# Problem to work on:
Copy every line of the entries that includes the word "below".

# Record extracts:
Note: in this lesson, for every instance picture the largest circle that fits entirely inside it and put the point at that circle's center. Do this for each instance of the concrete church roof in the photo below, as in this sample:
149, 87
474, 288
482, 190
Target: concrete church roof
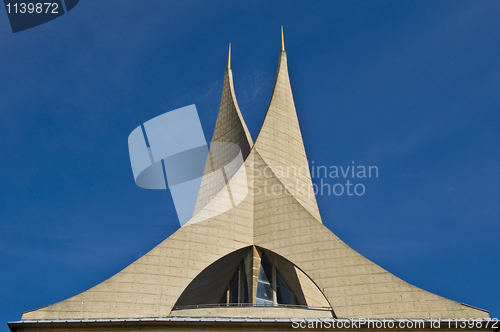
285, 224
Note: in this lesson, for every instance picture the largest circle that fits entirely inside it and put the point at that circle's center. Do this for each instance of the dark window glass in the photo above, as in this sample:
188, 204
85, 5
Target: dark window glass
234, 289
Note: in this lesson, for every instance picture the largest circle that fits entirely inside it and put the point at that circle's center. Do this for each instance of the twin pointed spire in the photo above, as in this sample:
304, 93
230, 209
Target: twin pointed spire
279, 144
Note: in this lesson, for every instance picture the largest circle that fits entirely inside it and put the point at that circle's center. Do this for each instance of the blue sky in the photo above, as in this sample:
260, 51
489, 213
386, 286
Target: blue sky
409, 86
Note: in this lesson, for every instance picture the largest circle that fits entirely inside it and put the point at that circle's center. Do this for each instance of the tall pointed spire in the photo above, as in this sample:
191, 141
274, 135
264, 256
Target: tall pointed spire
280, 141
229, 128
282, 40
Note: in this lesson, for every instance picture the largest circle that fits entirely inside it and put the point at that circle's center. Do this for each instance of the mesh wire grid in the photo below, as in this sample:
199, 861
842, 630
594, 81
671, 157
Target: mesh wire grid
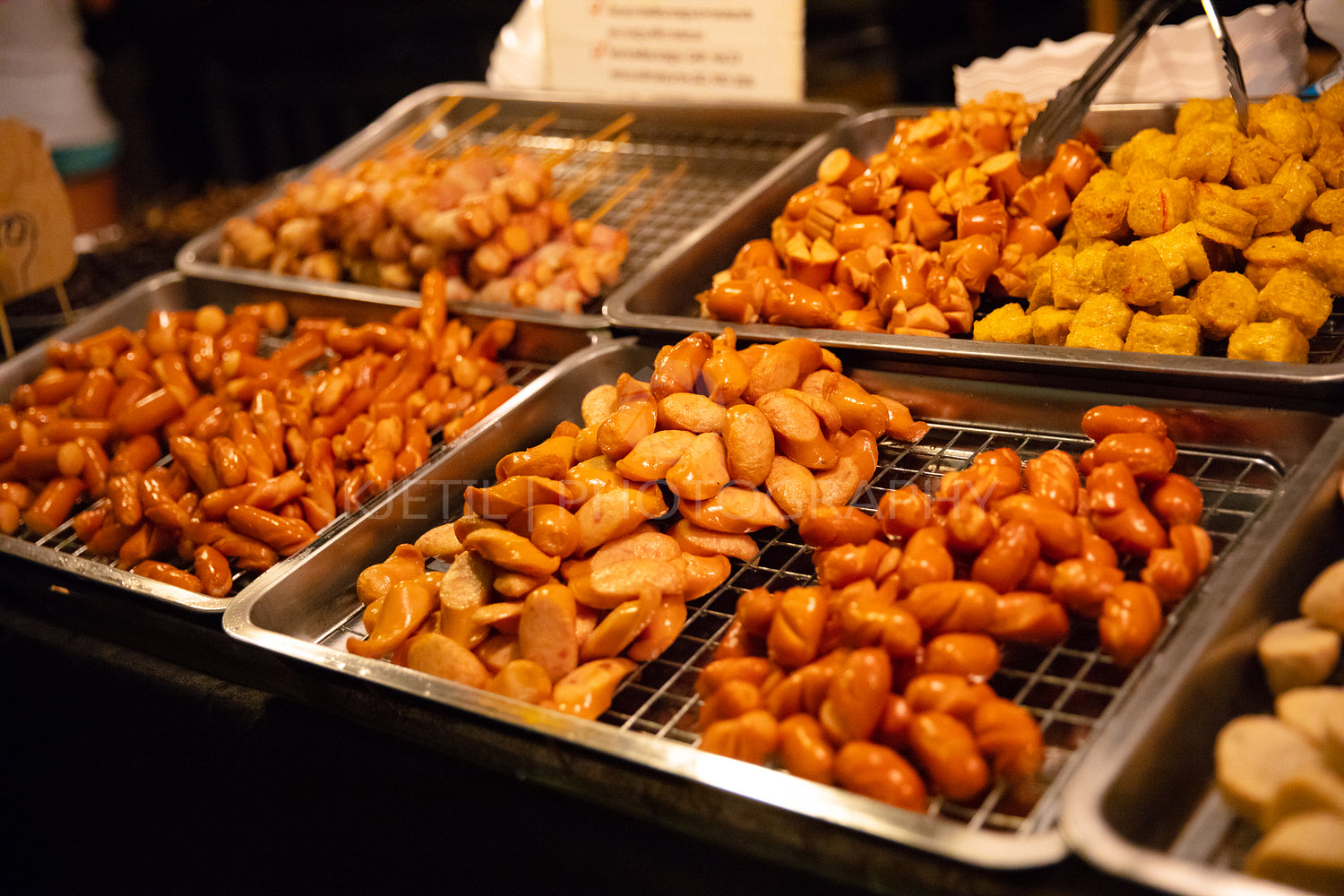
64, 540
691, 174
1066, 686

# Written solution:
Note: in this lesson, for every instance picture the largest circle that fits entirely inside it and put the point at that circle's center. Do this for each instance of the concrete church roof in the photo below, as in this sample:
Note: in this lesson, for every instance picture the largest circle that fits entirely inside it and put the point at that circle's center. Do this for each instance of the mesh wire grid in the photo below, as in this sample:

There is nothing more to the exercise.